_Aim of the exercise:_
Extract exactly the range of lines bounded by the line containing "the man walking" and the final line of the listing, both ends included, and no other lines.

Begin Records for the exercise

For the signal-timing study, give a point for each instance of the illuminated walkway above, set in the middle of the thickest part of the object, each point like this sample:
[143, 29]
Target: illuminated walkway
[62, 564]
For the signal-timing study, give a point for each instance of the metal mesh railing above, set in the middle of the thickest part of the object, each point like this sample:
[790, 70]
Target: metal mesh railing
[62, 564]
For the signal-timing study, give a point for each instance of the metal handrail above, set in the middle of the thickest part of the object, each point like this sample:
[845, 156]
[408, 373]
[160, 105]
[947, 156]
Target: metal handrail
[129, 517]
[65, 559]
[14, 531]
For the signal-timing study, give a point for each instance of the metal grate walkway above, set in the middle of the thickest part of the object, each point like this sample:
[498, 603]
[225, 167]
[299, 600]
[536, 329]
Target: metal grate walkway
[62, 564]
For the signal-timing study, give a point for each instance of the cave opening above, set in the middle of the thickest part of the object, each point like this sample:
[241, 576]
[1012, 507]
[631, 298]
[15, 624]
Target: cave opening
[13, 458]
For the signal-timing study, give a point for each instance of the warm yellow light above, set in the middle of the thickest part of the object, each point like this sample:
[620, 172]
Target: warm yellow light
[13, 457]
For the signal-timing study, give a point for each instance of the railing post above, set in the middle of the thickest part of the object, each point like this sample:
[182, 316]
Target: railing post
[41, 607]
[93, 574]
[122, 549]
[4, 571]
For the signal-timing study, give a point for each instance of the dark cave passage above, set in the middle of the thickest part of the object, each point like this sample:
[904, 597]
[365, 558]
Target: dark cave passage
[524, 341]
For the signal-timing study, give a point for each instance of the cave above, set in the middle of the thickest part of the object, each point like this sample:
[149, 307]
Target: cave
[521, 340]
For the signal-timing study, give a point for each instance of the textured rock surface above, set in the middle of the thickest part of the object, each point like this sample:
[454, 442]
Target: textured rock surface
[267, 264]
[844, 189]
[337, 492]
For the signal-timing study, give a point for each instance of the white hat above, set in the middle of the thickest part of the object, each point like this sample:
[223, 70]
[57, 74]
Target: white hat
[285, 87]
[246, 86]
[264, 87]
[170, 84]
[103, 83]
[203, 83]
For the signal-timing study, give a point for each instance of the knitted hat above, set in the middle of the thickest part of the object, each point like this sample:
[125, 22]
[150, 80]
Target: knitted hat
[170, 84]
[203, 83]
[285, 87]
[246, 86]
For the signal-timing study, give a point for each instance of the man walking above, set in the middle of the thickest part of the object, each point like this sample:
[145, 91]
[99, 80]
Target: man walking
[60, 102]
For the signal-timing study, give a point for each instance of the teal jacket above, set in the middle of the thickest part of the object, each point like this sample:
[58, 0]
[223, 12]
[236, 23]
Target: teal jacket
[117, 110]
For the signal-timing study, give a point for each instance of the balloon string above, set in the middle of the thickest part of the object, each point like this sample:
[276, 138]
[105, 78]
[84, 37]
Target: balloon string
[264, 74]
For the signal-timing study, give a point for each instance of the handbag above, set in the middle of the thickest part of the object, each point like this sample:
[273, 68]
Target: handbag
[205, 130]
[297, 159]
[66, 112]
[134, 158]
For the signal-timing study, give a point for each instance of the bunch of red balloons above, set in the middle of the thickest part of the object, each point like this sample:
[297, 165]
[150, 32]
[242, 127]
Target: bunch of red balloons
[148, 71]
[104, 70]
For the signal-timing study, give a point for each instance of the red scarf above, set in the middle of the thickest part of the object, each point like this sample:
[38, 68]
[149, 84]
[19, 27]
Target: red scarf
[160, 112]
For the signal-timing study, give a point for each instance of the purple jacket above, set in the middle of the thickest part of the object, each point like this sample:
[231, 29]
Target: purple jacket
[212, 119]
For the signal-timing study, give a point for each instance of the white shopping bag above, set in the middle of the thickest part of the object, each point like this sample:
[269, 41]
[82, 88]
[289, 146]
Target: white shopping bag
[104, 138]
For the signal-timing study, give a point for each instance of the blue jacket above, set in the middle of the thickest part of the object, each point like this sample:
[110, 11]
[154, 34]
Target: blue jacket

End Records for the exercise

_Correct result:_
For the signal-timing study, give a point for each instance of the man walking above, set in the middle of the thickest part of the object, each point like this sample:
[145, 91]
[99, 80]
Target: man walking
[60, 102]
For the signal-timing study, give a point for each instance of the teal jacket above, set in the middle of the thickest part of the object, each point like this sample:
[58, 0]
[223, 12]
[236, 23]
Target: teal jacket
[117, 110]
For the signal-timing study, give a point for each instance of the balloon string above, set in the middle of the thickest part of the object, each point like this sample:
[276, 138]
[105, 78]
[84, 37]
Target: balloon string
[264, 74]
For the signal-timing study, give a point for each instance of the handbag above, set in the middle of the thickest part of the object, each point like this sample:
[273, 68]
Target: handbag
[205, 130]
[297, 159]
[66, 112]
[134, 158]
For the signal-timing study, give a point for each instance of the bunch of red balloons above, set in the middle of the thickest part of the object, each point like this sample:
[297, 165]
[150, 32]
[242, 127]
Target: bunch of red balloons
[148, 71]
[104, 70]
For the signal-timing study, give a point for each instance of the red scarf above, set in the middle of the thickest part of the object, each point like this sample:
[38, 68]
[149, 84]
[19, 27]
Target: red scarf
[160, 112]
For the signal-timing study, give a point for each instance of the purple jacket above, set in the middle of the thickest part of the object, each point like this sample:
[231, 29]
Target: purple jacket
[212, 119]
For the signal-timing study, give a point for each instance of the white shopping bag above, set in the middle of the thickest part of the object, each point like this sample:
[269, 41]
[82, 88]
[289, 146]
Target: white shopping bag
[104, 138]
For the signal-timing study, give a point for each instance of the blue jacket above, set in the middle of the thickest part of the object, each point like this sample:
[110, 11]
[154, 34]
Target: blue jacket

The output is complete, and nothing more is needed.